● EXCERPT TO READ:

□ □ □ □

OK, maybe leave the bag at home if you’re going to the DMV. No need to flaunt it.
The finest example of Gucci’s mastery over travel is the Savoy duffle bag. It has a plethora of small nostalgic touches that capture the history of the house. The interlocking G’s and the red-and-green racing stripe on the front recalls 1970s louche style. The canvas across the body of the bag is a Gucci staple that’s been repurposed for hats, shoes, belts and even fine tailoring. Carrying a Savoy around town makes one feel as though they’re stepping off the tarmac in Rome, when anything is possible, and nothing is familiar. This is the unique promise of Gucci luggage. It transforms the humdrum into history in the making. That’s been part of Gucci’s pact with its customers for generations, no matter who is in charge.
By now, the Gucci origin story is akin to the Book of Genesis for fashionable people. But it’s specifically important for fashionable people on the move. Guccio Gucci founded the house in 1921, after a stint working at the Savoy Hotel in London. He set out to design luggage and bags for a new class of customer. As travel became more and more possible with advancements in automobiles, air travel, rail and luxury sea liners, the actively wealthy needed beautiful things to carry their other, more beautiful things.

□ □ □ □

● DATASET:
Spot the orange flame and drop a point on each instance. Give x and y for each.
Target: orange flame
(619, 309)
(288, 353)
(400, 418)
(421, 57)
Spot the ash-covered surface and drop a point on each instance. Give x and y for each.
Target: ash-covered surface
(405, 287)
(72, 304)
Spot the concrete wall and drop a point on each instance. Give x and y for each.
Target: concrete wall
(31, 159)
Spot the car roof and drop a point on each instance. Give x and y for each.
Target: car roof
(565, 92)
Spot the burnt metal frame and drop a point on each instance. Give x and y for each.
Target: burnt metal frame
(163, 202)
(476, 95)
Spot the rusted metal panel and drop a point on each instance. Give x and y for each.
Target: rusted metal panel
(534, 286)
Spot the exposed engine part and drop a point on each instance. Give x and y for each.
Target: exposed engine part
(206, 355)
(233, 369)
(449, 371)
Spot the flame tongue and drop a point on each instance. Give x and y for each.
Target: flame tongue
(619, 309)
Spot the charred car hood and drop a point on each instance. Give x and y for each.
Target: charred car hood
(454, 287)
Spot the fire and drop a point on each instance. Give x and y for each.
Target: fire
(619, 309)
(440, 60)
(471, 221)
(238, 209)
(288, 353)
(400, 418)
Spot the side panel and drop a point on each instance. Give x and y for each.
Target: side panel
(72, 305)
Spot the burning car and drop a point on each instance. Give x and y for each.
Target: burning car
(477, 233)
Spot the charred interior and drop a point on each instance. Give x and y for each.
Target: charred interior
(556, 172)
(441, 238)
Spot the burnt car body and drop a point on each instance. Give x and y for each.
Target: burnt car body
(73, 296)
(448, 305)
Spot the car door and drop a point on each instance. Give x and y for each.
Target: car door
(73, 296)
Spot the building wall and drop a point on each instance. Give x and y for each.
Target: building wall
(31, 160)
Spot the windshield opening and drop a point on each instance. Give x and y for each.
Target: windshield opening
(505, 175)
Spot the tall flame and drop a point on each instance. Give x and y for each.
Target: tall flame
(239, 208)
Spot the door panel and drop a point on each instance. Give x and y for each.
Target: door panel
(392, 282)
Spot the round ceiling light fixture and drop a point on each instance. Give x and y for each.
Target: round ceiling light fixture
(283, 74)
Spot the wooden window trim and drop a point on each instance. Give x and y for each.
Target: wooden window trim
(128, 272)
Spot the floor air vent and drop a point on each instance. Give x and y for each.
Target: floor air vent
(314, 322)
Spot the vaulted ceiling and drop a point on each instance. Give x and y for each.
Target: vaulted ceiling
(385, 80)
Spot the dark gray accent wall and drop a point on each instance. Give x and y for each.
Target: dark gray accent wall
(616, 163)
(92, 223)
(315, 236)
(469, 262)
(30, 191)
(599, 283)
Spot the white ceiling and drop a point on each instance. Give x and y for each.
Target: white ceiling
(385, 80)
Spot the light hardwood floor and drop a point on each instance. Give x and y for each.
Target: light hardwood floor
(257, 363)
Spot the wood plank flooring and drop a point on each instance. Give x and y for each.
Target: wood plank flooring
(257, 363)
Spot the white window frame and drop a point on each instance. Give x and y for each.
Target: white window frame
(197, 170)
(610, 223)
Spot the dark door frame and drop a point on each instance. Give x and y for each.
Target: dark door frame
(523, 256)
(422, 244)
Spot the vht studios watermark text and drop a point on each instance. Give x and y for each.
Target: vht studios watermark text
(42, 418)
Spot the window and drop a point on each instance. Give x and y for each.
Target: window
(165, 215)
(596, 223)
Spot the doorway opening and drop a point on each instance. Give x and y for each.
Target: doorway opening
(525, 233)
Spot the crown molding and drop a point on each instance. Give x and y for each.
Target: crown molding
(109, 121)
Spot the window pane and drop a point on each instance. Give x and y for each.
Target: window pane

□ □ □ □

● ASSIGNED TASK 1:
Answer these from the Gucci text:
(a) In what year did Guccio Gucci found the house?
(b) Where did he work before founding it?
(c) What on the front of the Savoy duffle bag recalls 1970s louche style?
● ASSIGNED TASK 2: Write out the part of the Gucci text that opens with the words containing "By now, the" and closes with "more beautiful things.", swapping "luggage" for "trunks".

● RESPONSE 1:
(a) 1921
(b) The Savoy Hotel in London
(c) The interlocking G's and the red-and-green racing stripe

● RESPONSE 2:
By now, the Gucci origin story is akin to the Book of Genesis for fashionable people. But it’s specifically important for fashionable people on the move. Guccio Gucci founded the house in 1921, after a stint working at the Savoy Hotel in London. He set out to design trunks and bags for a new class of customer. As travel became more and more possible with advancements in automobiles, air travel, rail and luxury sea liners, the actively wealthy needed beautiful things to carry their other, more beautiful things.